• _Problem statement_
Find every line in the entries below that contains the string "glass" and copy each one in full, treating uppercase and lowercase as different.
** BEGIN Source records **
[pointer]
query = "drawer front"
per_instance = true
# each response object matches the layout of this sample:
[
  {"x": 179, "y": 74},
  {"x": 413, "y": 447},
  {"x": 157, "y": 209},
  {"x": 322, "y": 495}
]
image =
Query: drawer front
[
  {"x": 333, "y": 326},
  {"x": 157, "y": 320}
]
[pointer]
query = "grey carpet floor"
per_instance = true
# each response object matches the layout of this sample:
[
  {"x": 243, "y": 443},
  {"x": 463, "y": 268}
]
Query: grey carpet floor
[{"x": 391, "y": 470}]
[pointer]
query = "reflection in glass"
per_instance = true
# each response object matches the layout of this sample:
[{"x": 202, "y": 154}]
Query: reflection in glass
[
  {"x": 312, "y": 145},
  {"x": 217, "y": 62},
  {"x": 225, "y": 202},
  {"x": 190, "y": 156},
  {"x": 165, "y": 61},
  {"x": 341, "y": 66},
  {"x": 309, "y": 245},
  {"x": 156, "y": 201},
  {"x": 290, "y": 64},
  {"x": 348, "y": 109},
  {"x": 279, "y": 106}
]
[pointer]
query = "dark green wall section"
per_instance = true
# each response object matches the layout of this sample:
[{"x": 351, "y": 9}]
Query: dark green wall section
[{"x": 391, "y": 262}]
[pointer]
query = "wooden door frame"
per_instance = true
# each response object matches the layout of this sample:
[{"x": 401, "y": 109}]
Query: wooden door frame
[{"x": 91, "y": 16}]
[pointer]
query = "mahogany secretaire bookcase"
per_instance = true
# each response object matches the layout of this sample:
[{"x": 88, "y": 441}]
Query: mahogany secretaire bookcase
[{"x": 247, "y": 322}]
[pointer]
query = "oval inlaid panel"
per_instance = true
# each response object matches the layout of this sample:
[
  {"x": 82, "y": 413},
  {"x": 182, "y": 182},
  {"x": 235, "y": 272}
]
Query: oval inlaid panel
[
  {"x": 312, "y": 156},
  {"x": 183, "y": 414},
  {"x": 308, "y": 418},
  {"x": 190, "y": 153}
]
** END Source records **
• _Exercise answer_
query = "reflection in glass"
Query: reflection in glass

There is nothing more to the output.